Omicidio barista Reggio Emilia, così Boukssid è sopravvissuto dieci giorni

La polizia non crede a furti di cibo o aiuti. E spiega gli stratagemmi utilizzati nelle ricerche

Omicidio barista Reggio Emilia, le ricerche del latitante (foto Artioli)

Omicidio barista Reggio Emilia, le ricerche del latitante (foto Artioli)

Reggio Emilia, 21 agosto 2019 - Come ha fatto Hicham Boukssid a sopravvivere dieci giorni all’addiaccio? La domanda, per quanto banale, è tutta qua. Ed è la stessa che la polizia reggiana si sta ponendo. Perché svestiti i panni delle ricerche a tappeto, tra fitta boscaglia, rivoli, segnalazioni e poche ore di sonno, è arrivato il momento di riannodarsi la cravatta. E interrogarsi su quanto accaduto negli ultimi dieci, caldissimi giorni.

Hicham Boukssid si è costituito in piena notte. Ha trascorso l’intera latitanza a circa 700 metri dal bar Moulin Rouge, dove aveva compiuto l’efferato delitto. La polizia ha sempre proseguito le indagini su due fronti: quello reggiano, e quello fuori città. Da Ventimiglia ai rapporti con i magistrati del Marocco, fino a segnalazioni su un tram a Milano o a Torino. Ma non ha mai escluso una pista piuttosto di un’altra. Anche a distanza di una settimana dall’omicidio: perché semplicemente, non c’erano elementi validi per escluderle il nascondiglio in piena città.
--
- ESERCIZI:
- a) Ricopia alla lettera il passo dell'articolo sull'omicidio del barista, partendo dalle parole che contengono "Hicham Boukssid si" e fermandoti dopo "in piena città.".
- b) Scrivi il seguito dell'articolo sull'omicidio del barista, riprendendo subito dopo la sua ultima frase.
Le righe riportate qui sotto non hanno alcun legame con l'articolo sull'omicidio del barista.

- ESTRATTO DEI DATI:
--
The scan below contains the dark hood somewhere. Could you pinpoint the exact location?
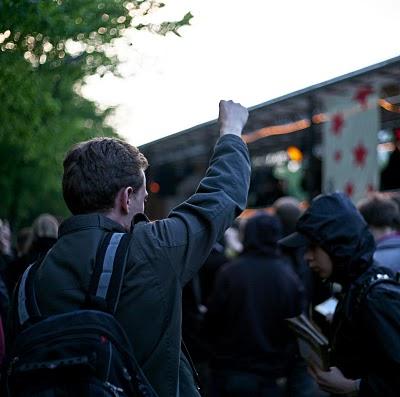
--
- SOLUZIONI:
- a)
Hicham Boukssid si è costituito in piena notte. Ha trascorso l’intera latitanza a circa 700 metri dal bar Moulin Rouge, dove aveva compiuto l’efferato delitto. La polizia ha sempre proseguito le indagini su due fronti: quello reggiano, e quello fuori città. Da Ventimiglia ai rapporti con i magistrati del Marocco, fino a segnalazioni su un tram a Milano o a Torino. Ma non ha mai escluso una pista piuttosto di un’altra. Anche a distanza di una settimana dall’omicidio: perché semplicemente, non c’erano elementi validi per escluderle il nascondiglio in piena città.

- b)
Gli uomini della squadra mobile hanno giocato d’astuzia in alcuni casi. Troppi i sospetti sui cinque uomini marocchini fuggiti pochi istanti dopo le sette coltellate. Sia perché gli agenti sono rimasti (negativamente) sorpresi da un immobilismo collettivo degli undici presenti - compresa la distesa fuori - quel giovedì 8 agosto, mentre in 110 secondi Boukssid si accaniva senza pietà sull’indifesa Hui Zhou. Pur senza addossare colpe specifiche. Ma soprattutto gli uomini coinvolti conoscevano il killer. E le mancate ricerche iniziali non trovavano spiegazioni; almeno fino alla passeggiata notturna del 34enne marocchino: una volta in pugno, gli uomini della squadra mobile sono andati a bussare a casa dei sospetti indagando su di loro.

Semplicemente, erano tenuti fuori come esche. Controllati, monitorati e attenzionati per tutti i dieci giorni di latitanza, nella speranza che l’omicida di mettesse in contatto con loro. Formalmente, i cinque fermati risultano testimoni. Ma è chiaro che la loro posizione sarà valutata attentamente dagli inquirenti.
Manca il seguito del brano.